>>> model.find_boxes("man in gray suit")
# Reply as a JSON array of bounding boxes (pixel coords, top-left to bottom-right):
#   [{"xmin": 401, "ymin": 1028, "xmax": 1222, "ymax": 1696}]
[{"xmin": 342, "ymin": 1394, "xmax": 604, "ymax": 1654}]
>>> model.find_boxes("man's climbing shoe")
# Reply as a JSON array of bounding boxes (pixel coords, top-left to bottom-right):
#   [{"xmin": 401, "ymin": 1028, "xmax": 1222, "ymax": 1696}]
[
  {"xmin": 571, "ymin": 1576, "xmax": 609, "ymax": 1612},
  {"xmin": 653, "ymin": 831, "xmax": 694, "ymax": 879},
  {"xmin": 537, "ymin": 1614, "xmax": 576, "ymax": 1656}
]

----------------

**WORK ORDER:** Print the full listing, word for word.

**RESPONSE TO THE TASK:**
>>> model.find_boxes("man in gray suit")
# Reply as a JSON array of bounding boxes (pixel coords, top-left to bottom-right):
#   [{"xmin": 401, "ymin": 1028, "xmax": 1222, "ymax": 1696}]
[{"xmin": 342, "ymin": 1394, "xmax": 604, "ymax": 1654}]
>>> model.find_boxes("man's climbing shoe")
# Reply as a JSON array of bounding boxes (pixel coords, top-left to bottom-right):
#   [{"xmin": 401, "ymin": 1028, "xmax": 1222, "ymax": 1696}]
[
  {"xmin": 571, "ymin": 1576, "xmax": 609, "ymax": 1612},
  {"xmin": 653, "ymin": 831, "xmax": 694, "ymax": 879},
  {"xmin": 537, "ymin": 1614, "xmax": 576, "ymax": 1656}
]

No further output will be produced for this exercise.